→ **Text excerpt**
# Canon Releases 2Q 2018 Results, Claim to Have Captured #1 Mirrorless Marketshare in First Half of 2018 in Japan



## Canon Rumors Guy (Jul 26, 2018)

> Canon has released their financial results for the 2nd quarter of 2018, while there was continued contraction of the ILC market, it did slow for the quarter. The EOS M50 appears to have driven sales in 2Q 2018 and Canon claims they now have the #1 spot for mirrorless marketshare in Japan for the first half of 2018 and continue to increase their marketshare in other markets around the globe.
> Total unit sales have fallen in line with Canon’s plan for the first half of 2018, but Canon is lowering revenue projection for the rest of the year. This is in part due to Canon’s current focus on entry level models and attracting new users to the EOS system.
> It was worse news for the compact market, as Canon saw a drop of 22% to only 840,000 units for the quarter and have dropped their full year projection for the market.
> Full summary and official financial documents...



Continue reading...


----------



## ethanz (Jul 26, 2018)

*Re: Canon Releases 2Q 2018 Results, Claim to Have Captured #1 Mirrorless Marketshare in First Half o*

Canon is *******. They need to get their mirrorless game stepped up, otherwise they won't be #1. Oh wait...

→ **Stated task 1**
Reproduce the Canon results thread above in full, word for word.

→ **Dataset rows**

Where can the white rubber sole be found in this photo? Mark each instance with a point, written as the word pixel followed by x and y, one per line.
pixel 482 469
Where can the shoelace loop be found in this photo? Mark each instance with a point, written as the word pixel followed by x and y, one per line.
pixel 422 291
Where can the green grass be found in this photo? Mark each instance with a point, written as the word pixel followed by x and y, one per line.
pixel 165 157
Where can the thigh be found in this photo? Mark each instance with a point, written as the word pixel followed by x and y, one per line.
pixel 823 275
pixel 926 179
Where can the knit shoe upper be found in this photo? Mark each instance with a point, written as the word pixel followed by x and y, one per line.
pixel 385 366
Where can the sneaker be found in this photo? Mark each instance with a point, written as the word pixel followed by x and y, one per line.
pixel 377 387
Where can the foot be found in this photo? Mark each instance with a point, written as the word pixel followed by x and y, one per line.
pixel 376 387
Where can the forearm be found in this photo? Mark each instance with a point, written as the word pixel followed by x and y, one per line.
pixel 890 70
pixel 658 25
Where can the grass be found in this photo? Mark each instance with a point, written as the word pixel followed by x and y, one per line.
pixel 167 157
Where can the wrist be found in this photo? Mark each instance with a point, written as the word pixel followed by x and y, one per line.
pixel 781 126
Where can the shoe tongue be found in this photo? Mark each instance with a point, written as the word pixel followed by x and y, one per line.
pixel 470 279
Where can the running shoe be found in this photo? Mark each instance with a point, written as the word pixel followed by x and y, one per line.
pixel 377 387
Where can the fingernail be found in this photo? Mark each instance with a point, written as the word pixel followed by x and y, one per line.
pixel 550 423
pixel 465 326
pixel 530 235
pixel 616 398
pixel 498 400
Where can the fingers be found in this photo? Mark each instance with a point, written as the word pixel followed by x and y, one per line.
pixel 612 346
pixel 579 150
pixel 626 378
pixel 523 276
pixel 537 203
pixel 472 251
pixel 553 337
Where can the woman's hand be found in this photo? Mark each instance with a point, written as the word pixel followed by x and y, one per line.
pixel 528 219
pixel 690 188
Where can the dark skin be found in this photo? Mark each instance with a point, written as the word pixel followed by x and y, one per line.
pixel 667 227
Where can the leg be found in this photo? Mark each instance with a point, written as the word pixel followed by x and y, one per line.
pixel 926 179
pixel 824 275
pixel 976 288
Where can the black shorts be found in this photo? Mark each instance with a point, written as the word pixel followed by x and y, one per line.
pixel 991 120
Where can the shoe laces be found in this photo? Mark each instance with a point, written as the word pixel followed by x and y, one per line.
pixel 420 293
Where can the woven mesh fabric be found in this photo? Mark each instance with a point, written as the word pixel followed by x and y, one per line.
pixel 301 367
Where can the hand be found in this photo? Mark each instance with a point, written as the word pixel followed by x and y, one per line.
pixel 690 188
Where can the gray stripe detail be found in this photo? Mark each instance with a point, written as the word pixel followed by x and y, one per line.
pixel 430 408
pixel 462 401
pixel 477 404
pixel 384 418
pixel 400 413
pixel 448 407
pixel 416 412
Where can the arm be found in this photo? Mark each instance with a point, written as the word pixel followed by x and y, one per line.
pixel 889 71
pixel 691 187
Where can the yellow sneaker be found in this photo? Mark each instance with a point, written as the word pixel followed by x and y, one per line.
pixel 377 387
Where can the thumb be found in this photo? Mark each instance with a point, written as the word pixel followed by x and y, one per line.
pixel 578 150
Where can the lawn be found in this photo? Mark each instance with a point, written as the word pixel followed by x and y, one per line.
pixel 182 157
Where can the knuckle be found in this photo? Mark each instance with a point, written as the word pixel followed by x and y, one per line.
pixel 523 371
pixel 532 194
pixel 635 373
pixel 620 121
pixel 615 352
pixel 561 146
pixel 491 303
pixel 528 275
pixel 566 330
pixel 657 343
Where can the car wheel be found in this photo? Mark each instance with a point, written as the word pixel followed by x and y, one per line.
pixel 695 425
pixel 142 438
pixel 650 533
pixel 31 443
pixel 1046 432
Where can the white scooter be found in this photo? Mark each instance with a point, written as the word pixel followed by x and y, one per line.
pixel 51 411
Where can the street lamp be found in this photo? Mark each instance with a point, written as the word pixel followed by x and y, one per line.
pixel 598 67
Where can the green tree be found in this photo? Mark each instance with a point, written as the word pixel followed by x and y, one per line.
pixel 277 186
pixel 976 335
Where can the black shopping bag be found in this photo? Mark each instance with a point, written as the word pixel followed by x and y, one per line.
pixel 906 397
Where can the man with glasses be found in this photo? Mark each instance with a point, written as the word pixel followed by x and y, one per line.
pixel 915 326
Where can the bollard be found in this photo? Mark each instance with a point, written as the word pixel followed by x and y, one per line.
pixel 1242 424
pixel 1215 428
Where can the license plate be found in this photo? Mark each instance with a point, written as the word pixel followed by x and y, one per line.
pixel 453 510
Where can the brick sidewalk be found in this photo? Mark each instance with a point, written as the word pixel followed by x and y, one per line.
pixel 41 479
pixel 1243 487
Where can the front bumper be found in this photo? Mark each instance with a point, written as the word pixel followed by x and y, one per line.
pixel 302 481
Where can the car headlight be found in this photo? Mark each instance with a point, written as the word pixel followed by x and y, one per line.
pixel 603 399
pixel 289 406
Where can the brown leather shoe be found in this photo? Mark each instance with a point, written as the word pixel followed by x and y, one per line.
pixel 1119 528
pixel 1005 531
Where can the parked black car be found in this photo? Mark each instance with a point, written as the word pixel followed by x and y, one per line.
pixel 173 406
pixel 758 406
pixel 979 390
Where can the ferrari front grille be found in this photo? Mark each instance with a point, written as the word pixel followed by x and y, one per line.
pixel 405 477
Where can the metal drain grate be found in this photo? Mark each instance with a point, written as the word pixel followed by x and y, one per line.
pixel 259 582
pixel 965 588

→ **Stated task 2**
Please format part of the listing as a Markdown table with the columns Row and Line. Begin at the line containing "Where can the grass" and stop after the line containing "pixel 470 279", numbering each row and leaving out blank lines.

→ **Expected answer 1**
# Canon Releases 2Q 2018 Results, Claim to Have Captured #1 Mirrorless Marketshare in First Half of 2018 in Japan



## Canon Rumors Guy (Jul 26, 2018)

> Canon has released their financial results for the 2nd quarter of 2018, while there was continued contraction of the ILC market, it did slow for the quarter. The EOS M50 appears to have driven sales in 2Q 2018 and Canon claims they now have the #1 spot for mirrorless marketshare in Japan for the first half of 2018 and continue to increase their marketshare in other markets around the globe.
> Total unit sales have fallen in line with Canon’s plan for the first half of 2018, but Canon is lowering revenue projection for the rest of the year. This is in part due to Canon’s current focus on entry level models and attracting new users to the EOS system.
> It was worse news for the compact market, as Canon saw a drop of 22% to only 840,000 units for the quarter and have dropped their full year projection for the market.
> Full summary and official financial documents...



Continue reading...


----------



## ethanz (Jul 26, 2018)

*Re: Canon Releases 2Q 2018 Results, Claim to Have Captured #1 Mirrorless Marketshare in First Half o*

Canon is *******. They need to get their mirrorless game stepped up, otherwise they won't be #1. Oh wait...

→ **Expected answer 2**
| Row | Line |
|---|---|
| 1 | Where can the grass be found in this photo? Mark each instance with a point, written as the word pixel followed by x and y, one per line. |
| 2 | pixel 167 157 |
| 3 | Where can the wrist be found in this photo? Mark each instance with a point, written as the word pixel followed by x and y, one per line. |
| 4 | pixel 781 126 |
| 5 | Where can the shoe tongue be found in this photo? Mark each instance with a point, written as the word pixel followed by x and y, one per line. |
| 6 | pixel 470 279 |